Description of the task =>
In the depth-aware scene description page, what monocular estimation does the system feed into a vision-language model as structured spatial context?
=== Reading passage ===
---
title: Depth-Aware Scene Description
emoji: 👁
colorFrom: blue
colorTo: purple
sdk: gradio
sdk_version: "5.49.1"
app_file: app.py
pinned: false
hardware: zero-a10g
---

# Depth-Aware Scene Description for Visually Impaired Users

EE654 — 3D Vision & Augmented Reality | Maynooth University

An assistive scene description system that injects structured spatial
context from monocular depth estimation into a vision-language model,
enabling natural-language descriptions that include object distances,
physical sizes, horizontal positions, and depth-ordered scene layout.
No retraining. No human-written references.
=== Data excerpts ===
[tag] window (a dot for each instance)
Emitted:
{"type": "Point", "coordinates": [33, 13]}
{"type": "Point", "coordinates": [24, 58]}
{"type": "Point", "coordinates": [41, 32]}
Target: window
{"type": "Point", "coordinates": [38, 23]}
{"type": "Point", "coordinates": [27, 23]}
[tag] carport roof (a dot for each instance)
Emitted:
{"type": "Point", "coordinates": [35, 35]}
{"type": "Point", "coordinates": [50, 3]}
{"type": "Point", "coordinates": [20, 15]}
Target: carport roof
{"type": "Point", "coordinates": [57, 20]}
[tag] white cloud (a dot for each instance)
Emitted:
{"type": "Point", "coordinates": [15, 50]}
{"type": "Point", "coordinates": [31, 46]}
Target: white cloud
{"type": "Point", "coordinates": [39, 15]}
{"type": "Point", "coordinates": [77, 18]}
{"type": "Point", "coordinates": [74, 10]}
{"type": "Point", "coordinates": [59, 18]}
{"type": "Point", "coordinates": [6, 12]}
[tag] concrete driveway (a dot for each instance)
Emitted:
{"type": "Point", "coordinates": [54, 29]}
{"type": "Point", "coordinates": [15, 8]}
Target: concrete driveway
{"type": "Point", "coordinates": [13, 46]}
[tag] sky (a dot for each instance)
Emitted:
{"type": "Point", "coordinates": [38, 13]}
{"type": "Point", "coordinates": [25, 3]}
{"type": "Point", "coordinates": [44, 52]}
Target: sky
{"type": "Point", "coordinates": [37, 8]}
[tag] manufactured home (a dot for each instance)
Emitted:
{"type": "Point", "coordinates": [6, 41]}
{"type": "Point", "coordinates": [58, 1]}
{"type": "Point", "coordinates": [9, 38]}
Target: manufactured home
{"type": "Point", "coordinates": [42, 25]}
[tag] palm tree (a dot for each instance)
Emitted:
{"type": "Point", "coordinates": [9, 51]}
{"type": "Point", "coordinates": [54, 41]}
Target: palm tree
===
Answer to this exercise =>
Monocular depth estimation.